Exercise brief »
Please rewrite every line of the records in the stretch from the line containing "Find every instance of the wooden table and" through the line containing "x=110 y=1166", both ends included, and nothing beyond it. Shift each coordinate in the answers up by 124.

Excerpted records »
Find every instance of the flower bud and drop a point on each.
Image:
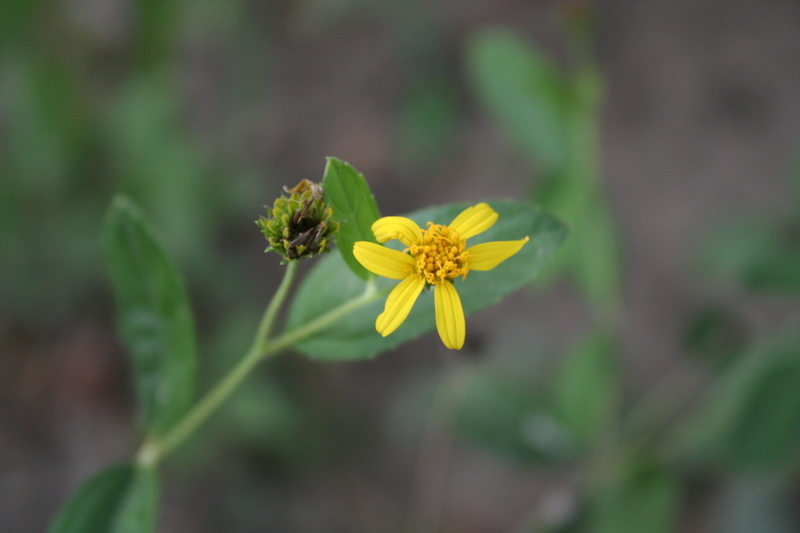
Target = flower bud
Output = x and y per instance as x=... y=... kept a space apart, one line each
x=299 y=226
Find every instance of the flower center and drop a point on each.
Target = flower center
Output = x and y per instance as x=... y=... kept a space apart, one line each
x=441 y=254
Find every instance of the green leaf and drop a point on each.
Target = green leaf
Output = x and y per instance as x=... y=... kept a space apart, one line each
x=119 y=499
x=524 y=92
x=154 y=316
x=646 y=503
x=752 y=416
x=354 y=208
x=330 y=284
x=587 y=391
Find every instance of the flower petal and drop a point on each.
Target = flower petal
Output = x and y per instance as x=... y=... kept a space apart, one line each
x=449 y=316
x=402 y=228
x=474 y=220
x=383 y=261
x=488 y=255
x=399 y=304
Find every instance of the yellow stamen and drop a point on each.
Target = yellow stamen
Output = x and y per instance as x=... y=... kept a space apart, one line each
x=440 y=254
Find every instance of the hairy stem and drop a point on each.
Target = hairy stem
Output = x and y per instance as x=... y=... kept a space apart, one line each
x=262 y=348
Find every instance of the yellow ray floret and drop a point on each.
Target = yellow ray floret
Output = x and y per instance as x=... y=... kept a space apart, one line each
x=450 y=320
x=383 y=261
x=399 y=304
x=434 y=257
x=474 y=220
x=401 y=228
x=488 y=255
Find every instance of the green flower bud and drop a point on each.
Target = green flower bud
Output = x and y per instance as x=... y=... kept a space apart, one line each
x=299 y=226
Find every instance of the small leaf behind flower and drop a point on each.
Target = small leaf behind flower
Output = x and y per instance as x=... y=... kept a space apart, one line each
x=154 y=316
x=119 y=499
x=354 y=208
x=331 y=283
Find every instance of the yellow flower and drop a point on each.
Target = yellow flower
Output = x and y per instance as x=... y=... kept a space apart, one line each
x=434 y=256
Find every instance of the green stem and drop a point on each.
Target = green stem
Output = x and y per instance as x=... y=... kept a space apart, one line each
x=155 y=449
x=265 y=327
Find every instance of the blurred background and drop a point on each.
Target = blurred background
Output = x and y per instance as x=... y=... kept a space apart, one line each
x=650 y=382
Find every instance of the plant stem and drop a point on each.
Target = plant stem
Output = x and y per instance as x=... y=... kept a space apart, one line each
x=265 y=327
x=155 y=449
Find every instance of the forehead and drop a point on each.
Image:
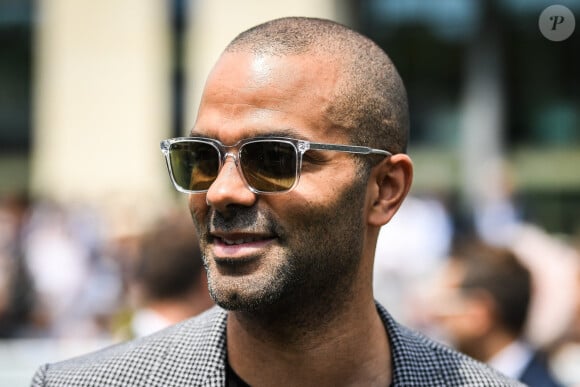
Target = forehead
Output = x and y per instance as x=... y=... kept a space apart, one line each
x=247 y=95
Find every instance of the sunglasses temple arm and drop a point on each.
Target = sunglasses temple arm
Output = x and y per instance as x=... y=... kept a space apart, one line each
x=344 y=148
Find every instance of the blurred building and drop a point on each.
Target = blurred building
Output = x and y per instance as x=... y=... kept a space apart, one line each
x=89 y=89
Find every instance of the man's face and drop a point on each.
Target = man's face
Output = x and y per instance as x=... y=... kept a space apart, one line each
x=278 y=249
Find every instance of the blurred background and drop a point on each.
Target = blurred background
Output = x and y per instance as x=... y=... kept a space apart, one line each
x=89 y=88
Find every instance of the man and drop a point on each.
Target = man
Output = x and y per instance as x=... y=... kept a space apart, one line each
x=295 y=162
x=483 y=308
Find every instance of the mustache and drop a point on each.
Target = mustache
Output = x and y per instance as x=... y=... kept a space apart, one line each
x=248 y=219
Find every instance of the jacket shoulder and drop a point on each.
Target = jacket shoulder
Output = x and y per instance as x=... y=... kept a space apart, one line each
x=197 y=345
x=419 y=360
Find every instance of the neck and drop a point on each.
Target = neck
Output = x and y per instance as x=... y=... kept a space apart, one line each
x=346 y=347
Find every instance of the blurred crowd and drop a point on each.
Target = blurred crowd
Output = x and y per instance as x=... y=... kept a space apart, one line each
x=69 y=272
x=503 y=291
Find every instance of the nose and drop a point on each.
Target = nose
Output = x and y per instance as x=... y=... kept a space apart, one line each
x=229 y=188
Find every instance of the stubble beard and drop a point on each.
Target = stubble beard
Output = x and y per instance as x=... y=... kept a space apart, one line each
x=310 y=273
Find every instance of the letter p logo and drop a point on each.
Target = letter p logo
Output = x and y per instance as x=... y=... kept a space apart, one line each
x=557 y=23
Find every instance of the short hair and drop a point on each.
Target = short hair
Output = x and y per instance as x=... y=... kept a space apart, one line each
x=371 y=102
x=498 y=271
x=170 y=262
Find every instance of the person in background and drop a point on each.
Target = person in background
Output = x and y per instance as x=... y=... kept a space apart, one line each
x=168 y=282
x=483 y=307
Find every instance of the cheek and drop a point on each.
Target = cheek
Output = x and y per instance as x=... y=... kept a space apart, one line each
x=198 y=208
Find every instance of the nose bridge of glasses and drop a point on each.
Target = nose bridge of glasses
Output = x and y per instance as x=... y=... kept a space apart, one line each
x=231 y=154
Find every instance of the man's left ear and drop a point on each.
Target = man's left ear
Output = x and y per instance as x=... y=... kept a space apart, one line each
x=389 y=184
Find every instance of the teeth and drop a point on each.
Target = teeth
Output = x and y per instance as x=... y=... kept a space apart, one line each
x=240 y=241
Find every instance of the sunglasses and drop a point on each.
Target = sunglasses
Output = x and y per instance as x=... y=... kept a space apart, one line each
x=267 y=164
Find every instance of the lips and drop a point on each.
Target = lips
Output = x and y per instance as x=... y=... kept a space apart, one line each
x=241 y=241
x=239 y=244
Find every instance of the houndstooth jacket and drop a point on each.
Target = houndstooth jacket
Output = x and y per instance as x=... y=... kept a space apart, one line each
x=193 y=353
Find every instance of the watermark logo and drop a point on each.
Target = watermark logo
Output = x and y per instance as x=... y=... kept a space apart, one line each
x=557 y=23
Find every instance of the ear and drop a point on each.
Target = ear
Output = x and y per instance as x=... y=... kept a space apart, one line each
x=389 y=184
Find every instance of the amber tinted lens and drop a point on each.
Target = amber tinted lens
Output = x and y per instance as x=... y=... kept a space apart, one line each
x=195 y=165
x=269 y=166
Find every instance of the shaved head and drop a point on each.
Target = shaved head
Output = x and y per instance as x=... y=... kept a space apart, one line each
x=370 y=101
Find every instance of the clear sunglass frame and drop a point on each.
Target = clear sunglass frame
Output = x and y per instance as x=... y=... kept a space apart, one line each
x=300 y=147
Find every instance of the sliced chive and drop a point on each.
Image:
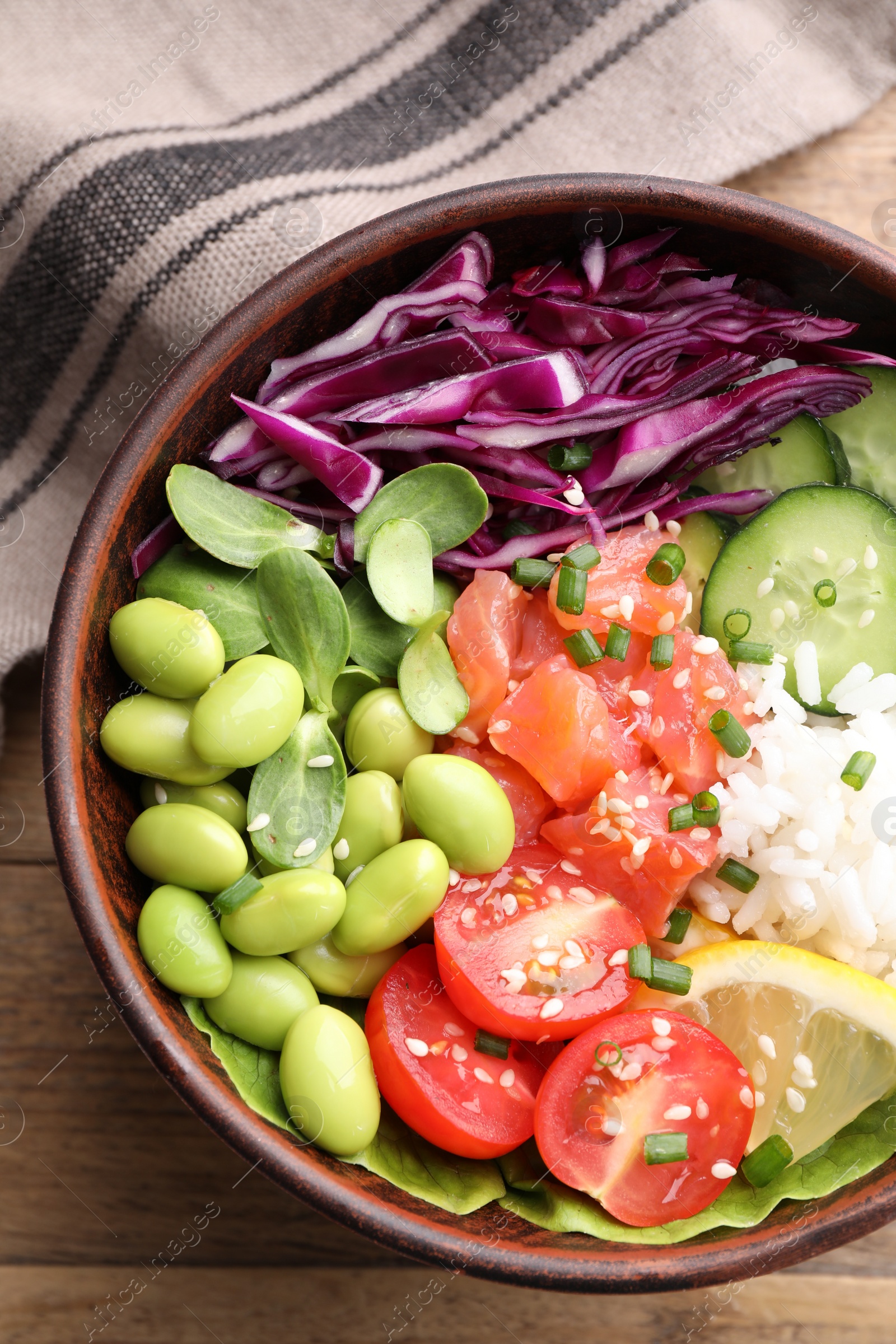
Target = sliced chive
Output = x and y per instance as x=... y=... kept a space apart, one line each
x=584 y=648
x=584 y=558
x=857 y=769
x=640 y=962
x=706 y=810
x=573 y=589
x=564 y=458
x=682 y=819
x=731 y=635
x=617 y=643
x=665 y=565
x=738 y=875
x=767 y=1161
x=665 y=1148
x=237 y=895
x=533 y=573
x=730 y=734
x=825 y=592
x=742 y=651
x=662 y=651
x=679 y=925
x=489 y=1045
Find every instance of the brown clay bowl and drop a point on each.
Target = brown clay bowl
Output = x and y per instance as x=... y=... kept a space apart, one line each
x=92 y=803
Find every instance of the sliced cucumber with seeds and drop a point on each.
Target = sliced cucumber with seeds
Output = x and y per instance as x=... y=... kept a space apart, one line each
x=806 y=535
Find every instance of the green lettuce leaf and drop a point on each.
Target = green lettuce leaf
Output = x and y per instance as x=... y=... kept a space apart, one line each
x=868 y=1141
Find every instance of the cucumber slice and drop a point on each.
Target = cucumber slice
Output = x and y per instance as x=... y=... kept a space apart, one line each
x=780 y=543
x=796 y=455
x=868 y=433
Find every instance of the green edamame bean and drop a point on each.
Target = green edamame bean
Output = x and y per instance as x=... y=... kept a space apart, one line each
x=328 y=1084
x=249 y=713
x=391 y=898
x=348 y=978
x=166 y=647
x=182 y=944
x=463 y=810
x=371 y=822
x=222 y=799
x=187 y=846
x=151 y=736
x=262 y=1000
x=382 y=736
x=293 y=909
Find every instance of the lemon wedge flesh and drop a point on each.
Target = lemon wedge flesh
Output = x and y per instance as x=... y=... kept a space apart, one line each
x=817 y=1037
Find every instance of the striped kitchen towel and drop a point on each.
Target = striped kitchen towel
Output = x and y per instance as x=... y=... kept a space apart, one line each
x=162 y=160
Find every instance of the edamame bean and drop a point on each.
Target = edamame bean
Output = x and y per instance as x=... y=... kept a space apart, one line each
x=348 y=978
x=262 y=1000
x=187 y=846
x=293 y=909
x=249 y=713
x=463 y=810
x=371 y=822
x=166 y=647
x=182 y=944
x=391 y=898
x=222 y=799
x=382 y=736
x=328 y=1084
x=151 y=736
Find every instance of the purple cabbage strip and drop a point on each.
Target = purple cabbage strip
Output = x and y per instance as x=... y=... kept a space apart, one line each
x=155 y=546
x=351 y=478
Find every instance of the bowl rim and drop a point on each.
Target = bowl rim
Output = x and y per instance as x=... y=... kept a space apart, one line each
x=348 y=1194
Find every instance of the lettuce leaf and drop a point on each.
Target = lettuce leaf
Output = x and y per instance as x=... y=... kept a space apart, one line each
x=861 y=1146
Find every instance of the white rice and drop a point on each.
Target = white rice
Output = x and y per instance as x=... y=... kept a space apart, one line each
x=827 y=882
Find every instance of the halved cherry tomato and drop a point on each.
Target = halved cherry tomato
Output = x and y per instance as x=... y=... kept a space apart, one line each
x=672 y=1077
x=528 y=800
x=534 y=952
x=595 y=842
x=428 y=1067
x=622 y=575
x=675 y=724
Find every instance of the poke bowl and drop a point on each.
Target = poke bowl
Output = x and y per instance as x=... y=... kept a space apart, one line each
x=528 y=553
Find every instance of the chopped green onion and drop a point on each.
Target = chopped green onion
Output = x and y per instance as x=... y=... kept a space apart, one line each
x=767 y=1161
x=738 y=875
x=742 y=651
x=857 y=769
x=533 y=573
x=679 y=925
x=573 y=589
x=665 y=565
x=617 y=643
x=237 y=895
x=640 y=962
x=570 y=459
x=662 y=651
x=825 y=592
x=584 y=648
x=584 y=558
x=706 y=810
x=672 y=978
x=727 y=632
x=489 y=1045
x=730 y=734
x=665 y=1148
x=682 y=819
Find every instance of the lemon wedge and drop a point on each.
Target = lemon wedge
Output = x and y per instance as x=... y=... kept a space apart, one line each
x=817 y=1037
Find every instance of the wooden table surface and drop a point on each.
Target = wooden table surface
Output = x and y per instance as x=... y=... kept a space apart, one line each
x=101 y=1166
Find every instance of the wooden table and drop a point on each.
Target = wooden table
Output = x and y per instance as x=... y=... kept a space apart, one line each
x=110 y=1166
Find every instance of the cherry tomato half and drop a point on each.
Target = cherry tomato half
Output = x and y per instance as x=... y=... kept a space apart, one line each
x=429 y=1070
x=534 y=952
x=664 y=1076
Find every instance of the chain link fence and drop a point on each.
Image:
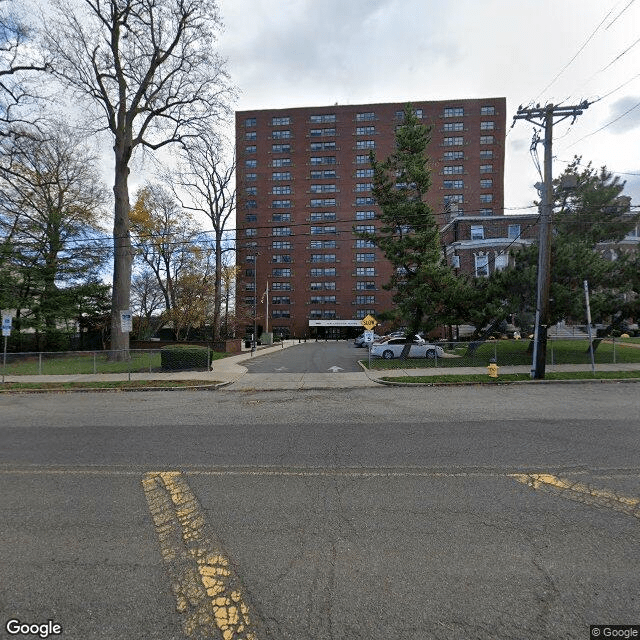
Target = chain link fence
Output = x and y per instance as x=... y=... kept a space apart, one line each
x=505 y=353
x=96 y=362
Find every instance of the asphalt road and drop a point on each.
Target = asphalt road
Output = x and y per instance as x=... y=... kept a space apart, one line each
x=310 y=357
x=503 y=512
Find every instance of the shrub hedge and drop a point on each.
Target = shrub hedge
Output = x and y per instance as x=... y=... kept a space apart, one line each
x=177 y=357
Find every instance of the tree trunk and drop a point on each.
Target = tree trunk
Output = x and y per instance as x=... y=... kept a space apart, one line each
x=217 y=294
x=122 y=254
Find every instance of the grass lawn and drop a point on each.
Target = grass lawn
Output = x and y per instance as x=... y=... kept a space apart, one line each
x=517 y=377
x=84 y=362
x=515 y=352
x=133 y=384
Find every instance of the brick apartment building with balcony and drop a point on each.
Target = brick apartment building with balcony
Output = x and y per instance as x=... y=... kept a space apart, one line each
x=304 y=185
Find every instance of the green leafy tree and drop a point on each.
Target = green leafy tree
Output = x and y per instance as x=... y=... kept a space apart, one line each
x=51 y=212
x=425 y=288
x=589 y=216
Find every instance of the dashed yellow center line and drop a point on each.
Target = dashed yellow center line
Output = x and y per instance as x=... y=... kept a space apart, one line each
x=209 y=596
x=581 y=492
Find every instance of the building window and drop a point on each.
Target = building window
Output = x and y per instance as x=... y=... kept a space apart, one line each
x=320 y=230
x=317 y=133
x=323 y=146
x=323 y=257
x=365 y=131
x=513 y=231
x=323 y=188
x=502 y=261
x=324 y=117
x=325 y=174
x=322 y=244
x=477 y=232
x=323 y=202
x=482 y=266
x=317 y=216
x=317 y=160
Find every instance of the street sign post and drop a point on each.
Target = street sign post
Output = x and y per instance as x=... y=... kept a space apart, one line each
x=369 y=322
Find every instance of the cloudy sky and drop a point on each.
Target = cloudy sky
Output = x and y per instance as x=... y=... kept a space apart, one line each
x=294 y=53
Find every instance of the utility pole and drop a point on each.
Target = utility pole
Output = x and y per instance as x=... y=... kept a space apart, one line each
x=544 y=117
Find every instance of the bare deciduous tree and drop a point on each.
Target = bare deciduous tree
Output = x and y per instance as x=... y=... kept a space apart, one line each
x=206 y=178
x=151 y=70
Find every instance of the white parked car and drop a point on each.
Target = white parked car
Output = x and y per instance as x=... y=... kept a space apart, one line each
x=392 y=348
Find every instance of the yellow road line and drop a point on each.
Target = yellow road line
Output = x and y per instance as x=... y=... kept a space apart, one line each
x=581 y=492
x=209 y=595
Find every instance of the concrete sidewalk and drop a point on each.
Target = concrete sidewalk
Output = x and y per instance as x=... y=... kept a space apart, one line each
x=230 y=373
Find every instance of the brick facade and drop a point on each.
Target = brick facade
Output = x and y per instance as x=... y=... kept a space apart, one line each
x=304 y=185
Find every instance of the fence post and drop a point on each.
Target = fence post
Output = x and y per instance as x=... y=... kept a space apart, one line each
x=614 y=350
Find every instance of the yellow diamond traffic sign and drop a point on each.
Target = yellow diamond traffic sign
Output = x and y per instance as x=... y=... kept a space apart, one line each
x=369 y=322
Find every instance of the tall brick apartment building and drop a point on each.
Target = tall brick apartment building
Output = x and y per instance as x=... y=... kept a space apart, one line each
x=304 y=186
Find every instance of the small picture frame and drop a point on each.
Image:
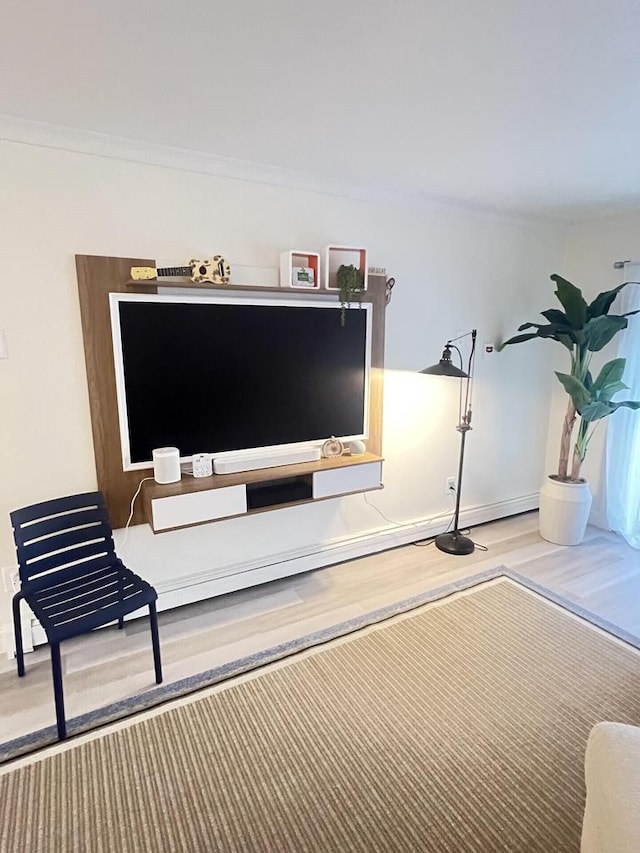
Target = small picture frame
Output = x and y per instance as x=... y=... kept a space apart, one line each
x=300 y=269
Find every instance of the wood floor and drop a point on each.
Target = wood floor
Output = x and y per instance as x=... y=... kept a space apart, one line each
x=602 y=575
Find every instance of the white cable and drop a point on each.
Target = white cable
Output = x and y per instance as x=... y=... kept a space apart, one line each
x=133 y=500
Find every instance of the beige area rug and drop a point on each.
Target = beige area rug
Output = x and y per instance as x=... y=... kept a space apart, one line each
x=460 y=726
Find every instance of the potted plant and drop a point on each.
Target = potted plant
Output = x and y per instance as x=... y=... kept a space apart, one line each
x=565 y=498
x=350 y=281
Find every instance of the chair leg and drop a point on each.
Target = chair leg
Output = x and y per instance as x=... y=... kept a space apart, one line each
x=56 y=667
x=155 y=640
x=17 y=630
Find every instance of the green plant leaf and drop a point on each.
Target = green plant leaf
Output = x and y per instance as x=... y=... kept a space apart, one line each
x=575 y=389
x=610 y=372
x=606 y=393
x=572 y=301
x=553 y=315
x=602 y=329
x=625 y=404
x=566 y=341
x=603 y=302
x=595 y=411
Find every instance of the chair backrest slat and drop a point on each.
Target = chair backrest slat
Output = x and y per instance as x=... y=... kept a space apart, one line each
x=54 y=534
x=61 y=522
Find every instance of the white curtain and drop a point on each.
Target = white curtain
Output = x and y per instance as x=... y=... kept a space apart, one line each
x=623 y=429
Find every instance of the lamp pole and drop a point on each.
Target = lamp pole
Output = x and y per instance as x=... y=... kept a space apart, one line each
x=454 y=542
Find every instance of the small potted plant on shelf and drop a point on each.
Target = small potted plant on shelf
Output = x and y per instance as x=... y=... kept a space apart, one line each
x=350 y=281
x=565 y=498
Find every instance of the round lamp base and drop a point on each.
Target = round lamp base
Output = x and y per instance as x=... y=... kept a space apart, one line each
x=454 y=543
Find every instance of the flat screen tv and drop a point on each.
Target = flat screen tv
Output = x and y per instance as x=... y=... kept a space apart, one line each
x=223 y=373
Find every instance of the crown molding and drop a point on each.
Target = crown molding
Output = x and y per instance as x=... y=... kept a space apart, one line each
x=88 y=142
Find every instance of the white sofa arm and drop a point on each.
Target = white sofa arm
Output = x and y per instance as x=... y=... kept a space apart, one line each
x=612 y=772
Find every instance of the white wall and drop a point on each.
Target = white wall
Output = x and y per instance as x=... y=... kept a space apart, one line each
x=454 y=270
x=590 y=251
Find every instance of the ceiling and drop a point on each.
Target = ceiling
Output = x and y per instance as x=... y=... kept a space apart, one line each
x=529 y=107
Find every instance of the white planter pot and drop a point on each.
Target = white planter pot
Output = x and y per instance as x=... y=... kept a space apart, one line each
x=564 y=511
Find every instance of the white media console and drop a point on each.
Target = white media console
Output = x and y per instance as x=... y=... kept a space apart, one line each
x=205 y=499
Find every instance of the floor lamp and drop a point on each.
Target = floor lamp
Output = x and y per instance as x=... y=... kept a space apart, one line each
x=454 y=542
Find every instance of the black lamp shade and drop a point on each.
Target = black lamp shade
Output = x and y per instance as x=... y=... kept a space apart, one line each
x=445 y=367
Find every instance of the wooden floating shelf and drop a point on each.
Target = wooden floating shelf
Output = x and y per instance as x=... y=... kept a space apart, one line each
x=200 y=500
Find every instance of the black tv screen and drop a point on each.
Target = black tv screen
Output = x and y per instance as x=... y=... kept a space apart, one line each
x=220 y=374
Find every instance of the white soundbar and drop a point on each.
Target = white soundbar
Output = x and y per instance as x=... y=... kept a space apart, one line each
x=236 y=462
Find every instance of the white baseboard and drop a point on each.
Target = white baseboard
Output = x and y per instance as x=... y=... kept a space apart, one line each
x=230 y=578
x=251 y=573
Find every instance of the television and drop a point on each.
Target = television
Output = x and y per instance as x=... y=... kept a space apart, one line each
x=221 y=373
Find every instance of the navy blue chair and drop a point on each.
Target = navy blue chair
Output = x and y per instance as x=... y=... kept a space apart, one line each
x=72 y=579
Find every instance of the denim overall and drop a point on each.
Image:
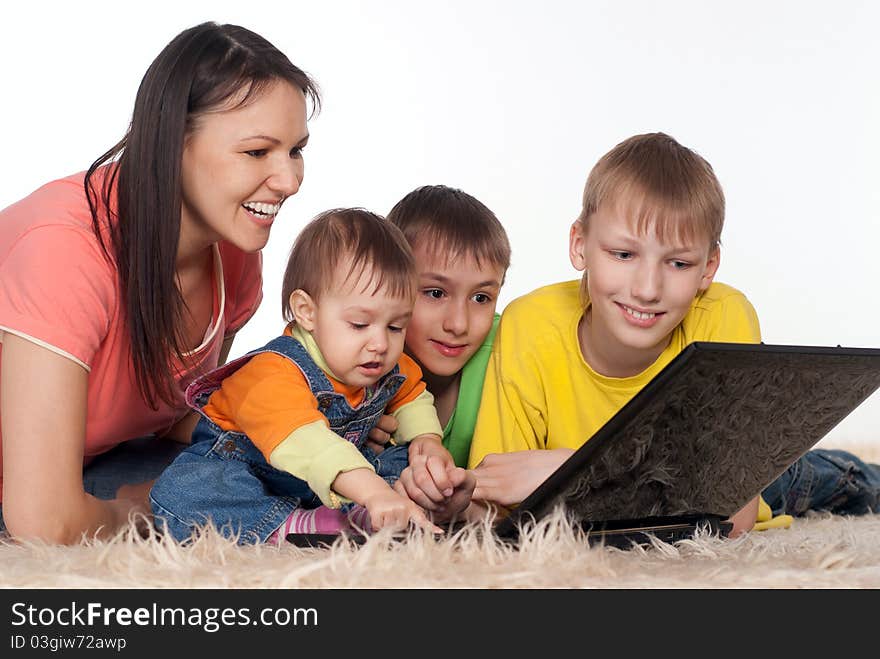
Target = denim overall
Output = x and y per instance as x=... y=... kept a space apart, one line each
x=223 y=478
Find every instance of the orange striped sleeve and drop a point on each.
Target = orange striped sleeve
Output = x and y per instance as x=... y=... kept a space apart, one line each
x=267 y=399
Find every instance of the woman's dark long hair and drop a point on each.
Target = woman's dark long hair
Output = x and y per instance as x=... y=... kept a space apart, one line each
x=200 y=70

Problem solution »
Find every instance of the wooden table and drop a point on each.
Target = wooden table
Output = x and y per instance as x=... y=... kept a space apart, one line each
x=234 y=1290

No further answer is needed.